設問 =>
**1)** 免疫についての文章において、細田明美さんはどのような資格を持つ専門家として紹介されていますか。
**2)** 免疫についての文章のうち、「免疫とは、私たちの体に侵入し」から始まり「老化を防いだりしてくれます。」で終わる部分を、一字一句変えずに出力してください。
**3)** 免疫についての文章を最後の文の後から引き継ぎ、続きを書いてください。

分析対象の文章 =>
===

各国で新型コロナウイルスのワクチン、治療薬の開発が急ピッチで進められているが、薬ができるまで感染予防とともに他にできることはあるのだろうか。私たちの体には防衛システムである「免疫」が備わっている。東京医療保健大学で講師を務める管理栄養士・細田明美さんに、食事による免疫の高め方を解説してもらった。
「免疫」とは、さまざまな病気から体を守る仕組み(体の安全装置)
免疫とは、私たちの体に侵入してくる、細菌、ウイルス、アレルギー物質などの異物を体外へ排除してくれる防御システムのことです。また、体内で生じたがん細胞なども排除してくれます。感染症やがんなどの病気になるもとである異物を見つけて殺傷し、排除するのが免疫細胞です。
免疫細胞は、病原菌などから体を守ること以外にも多くの役割を果たしています。例えば、傷ついた細胞を修復したり、新陳代謝を活発にして、体の機能低下や細胞の老化を防いだりしてくれます。
免疫をつかさどる免疫細胞が元気に活動し、免疫システムが適切に働いてくれていれば、病気から体を守り、外的なストレスにも強くなります。風邪もひきにくく、アレルギーも起こしにくくなります。このように、自分の体を守るために「免疫力」を高めることはとても大切です。

===

与えられた行 =>
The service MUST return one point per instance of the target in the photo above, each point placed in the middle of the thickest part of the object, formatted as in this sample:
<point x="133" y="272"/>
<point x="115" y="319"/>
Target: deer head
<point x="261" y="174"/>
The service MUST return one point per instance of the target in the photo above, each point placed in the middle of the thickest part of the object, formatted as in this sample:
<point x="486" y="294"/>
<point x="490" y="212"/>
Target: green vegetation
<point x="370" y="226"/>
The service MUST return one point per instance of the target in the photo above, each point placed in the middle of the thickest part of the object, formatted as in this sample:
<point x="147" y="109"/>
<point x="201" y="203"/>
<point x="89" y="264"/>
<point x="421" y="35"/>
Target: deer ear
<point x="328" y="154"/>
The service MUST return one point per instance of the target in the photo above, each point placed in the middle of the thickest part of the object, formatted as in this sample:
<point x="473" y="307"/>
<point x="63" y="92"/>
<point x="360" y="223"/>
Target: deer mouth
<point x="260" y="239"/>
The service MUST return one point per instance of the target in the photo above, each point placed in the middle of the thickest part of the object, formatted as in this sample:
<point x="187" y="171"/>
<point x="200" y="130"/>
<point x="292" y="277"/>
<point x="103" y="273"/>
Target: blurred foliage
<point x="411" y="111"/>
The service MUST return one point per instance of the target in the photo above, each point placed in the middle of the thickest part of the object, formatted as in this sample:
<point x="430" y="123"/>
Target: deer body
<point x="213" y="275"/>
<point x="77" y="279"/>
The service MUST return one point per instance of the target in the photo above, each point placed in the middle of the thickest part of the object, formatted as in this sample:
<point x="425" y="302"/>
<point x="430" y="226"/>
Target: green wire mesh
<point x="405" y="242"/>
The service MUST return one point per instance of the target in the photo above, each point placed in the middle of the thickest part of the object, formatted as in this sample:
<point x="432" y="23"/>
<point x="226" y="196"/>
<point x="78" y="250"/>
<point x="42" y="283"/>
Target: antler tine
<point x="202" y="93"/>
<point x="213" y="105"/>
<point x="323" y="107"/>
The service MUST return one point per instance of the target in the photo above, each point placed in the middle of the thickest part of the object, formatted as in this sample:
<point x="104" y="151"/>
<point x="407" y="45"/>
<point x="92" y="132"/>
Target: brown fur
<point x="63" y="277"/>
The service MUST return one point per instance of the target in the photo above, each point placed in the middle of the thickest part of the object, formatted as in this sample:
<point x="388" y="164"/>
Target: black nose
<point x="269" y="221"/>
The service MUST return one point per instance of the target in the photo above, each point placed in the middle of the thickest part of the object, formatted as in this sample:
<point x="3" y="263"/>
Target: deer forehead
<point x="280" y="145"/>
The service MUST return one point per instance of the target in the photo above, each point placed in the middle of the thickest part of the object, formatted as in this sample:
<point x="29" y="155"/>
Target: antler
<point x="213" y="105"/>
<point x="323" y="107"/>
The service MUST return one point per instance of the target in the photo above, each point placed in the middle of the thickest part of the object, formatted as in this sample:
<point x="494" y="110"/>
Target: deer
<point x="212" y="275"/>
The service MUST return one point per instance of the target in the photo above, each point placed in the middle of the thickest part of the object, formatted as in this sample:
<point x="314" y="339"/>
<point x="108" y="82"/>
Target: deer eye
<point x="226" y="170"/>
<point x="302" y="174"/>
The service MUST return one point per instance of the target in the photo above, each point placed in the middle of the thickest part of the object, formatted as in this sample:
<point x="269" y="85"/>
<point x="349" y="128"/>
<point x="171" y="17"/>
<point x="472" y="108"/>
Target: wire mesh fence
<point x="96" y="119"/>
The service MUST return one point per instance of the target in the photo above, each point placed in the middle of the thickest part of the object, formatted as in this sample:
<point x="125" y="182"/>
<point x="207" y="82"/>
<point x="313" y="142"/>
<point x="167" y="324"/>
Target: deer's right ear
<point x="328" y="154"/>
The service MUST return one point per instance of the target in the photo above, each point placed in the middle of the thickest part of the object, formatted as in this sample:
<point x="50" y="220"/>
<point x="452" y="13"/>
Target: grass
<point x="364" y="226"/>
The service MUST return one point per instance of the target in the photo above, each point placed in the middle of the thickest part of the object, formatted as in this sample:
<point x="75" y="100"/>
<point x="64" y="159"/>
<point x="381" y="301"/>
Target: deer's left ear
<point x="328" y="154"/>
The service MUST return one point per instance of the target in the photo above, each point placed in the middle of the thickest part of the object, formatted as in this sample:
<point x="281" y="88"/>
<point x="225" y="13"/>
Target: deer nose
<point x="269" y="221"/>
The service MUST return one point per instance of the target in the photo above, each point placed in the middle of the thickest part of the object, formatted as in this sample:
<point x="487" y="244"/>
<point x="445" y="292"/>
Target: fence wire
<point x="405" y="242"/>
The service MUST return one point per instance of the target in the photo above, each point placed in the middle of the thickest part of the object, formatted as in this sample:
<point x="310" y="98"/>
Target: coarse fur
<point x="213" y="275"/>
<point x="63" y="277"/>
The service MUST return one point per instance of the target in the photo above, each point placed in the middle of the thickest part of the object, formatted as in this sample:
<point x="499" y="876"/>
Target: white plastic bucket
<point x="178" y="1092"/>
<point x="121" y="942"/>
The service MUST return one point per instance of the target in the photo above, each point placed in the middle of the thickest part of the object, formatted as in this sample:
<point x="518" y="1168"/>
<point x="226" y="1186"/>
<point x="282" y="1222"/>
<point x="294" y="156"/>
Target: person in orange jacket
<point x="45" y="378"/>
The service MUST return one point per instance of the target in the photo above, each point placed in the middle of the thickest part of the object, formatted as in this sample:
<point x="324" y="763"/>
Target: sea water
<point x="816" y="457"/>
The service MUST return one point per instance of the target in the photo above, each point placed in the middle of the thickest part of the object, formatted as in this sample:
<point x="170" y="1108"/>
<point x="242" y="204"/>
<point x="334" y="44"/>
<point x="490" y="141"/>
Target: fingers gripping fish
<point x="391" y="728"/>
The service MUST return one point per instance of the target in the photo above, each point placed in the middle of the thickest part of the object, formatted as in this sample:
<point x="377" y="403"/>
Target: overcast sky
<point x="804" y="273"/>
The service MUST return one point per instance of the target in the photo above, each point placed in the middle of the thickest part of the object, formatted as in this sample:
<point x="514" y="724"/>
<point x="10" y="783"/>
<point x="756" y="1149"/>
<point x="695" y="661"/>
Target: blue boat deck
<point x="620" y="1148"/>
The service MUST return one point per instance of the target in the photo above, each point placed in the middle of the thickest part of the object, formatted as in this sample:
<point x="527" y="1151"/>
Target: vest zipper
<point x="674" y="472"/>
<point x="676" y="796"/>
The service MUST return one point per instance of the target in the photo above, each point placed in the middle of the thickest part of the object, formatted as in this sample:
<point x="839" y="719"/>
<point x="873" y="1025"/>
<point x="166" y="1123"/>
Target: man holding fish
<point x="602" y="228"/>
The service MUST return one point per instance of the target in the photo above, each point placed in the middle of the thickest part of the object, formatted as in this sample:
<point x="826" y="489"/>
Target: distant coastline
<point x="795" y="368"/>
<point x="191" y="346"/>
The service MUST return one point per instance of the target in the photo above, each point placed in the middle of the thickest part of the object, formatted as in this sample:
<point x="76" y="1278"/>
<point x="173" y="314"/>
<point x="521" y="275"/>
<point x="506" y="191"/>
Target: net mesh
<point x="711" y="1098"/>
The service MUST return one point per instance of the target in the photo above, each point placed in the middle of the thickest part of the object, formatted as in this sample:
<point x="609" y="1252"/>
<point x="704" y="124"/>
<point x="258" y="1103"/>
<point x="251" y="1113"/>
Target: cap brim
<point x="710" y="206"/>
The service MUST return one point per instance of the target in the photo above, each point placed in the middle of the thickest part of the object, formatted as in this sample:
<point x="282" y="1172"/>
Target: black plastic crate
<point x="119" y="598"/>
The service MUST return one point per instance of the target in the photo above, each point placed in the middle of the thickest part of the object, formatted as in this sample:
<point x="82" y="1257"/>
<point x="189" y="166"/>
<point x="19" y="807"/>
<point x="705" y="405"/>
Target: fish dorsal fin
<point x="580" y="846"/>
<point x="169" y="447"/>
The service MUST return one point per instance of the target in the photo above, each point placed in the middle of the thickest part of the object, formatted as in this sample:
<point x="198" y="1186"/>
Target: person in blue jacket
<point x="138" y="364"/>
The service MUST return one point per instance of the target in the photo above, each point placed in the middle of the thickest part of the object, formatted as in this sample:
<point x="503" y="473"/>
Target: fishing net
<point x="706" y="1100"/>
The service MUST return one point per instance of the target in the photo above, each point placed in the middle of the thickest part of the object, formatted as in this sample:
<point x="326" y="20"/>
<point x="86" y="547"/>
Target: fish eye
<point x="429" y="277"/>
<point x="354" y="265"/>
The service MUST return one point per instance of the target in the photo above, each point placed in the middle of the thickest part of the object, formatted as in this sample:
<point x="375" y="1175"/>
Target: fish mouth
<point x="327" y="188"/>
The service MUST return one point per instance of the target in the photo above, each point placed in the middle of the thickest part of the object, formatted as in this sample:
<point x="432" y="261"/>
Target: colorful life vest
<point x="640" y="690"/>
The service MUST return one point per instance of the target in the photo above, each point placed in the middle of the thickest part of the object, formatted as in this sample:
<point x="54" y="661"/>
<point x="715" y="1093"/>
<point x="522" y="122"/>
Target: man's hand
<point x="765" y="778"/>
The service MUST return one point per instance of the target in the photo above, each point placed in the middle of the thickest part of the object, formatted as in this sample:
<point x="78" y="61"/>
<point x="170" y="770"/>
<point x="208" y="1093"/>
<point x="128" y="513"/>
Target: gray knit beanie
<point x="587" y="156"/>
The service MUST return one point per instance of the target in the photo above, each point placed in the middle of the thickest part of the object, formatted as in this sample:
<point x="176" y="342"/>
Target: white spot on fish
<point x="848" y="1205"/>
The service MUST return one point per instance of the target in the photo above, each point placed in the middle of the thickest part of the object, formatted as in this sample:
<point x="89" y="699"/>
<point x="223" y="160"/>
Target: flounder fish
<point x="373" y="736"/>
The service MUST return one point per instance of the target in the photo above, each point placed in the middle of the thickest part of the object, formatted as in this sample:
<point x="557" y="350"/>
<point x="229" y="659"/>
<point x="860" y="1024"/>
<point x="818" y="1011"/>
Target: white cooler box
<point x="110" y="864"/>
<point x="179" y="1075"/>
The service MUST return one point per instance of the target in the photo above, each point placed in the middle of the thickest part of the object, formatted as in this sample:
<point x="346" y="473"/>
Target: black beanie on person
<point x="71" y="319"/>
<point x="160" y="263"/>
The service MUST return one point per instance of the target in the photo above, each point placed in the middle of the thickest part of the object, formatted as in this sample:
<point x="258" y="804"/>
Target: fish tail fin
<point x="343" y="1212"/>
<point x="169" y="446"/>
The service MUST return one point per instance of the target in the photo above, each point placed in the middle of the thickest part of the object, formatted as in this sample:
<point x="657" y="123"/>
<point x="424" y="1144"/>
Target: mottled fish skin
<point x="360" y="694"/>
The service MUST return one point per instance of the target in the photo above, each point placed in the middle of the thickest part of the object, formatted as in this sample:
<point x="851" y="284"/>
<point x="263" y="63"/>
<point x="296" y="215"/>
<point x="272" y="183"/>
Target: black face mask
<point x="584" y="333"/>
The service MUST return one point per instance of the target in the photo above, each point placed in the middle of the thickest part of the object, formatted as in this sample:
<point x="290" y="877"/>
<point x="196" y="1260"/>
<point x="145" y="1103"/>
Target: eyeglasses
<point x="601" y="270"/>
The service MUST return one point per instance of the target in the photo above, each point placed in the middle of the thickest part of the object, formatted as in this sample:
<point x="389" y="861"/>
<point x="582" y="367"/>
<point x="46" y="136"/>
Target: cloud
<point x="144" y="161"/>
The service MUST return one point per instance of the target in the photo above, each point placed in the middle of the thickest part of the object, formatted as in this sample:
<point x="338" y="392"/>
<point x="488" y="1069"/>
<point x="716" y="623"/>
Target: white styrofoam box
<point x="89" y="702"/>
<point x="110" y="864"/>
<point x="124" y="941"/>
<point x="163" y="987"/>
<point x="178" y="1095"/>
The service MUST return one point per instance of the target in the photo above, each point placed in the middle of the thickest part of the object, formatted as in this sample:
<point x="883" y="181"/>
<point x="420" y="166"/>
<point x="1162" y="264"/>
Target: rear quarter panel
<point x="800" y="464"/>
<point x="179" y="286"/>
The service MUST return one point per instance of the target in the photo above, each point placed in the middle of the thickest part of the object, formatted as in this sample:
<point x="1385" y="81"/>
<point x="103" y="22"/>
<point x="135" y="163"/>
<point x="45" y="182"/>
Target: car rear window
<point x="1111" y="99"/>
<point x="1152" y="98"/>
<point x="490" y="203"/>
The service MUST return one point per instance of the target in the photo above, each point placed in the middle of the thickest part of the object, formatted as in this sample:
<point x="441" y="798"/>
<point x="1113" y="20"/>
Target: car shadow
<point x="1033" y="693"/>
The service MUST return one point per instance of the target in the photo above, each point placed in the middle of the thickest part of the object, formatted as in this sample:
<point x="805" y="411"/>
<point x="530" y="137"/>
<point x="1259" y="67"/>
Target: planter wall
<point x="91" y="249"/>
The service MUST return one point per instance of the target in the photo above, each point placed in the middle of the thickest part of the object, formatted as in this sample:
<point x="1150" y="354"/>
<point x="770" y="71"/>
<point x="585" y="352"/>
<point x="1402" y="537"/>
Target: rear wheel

===

各設問の解答 =>
**1)** 管理栄養士

**2)**
免疫とは、私たちの体に侵入してくる、細菌、ウイルス、アレルギー物質などの異物を体外へ排除してくれる防御システムのことです。また、体内で生じたがん細胞なども排除してくれます。感染症やがんなどの病気になるもとである異物を見つけて殺傷し、排除するのが免疫細胞です。
免疫細胞は、病原菌などから体を守ること以外にも多くの役割を果たしています。例えば、傷ついた細胞を修復したり、新陳代謝を活発にして、体の機能低下や細胞の老化を防いだりしてくれます。

**3)**
こういった理由から、新型コロナウイルス感染症拡大防止において、この未知なるウイルスに対する抵抗力を維持・強化させる、すなわち免疫力を高めることが重要なポイントとなるのです。感染防止、重症化予防につながる「免疫力」がいま改めて注目されています。
そして、この免疫機能の状態は、私たちの日常生活と密接に関係しています。加齢や極度のストレス、睡眠不足や運動不足、飲酒・喫煙など生活習慣、食生活の乱れといった日常生活のバランスが崩れると免疫力が低下します。その中でも特に重要なのは、栄養と食事です。
近年の研究から、私たちに備わっている免疫システムには多くの種類の食品成分や栄養素が関わっていることがわかってきました。ある特定の食品や栄養素だけを強化すればよいということではありません。いろいろな食品から、栄養バランスのとれた食事をとることで、様々な成分が複合的に作用し、私たちは、感染症などの病気から身を守り、健康を維持することができます。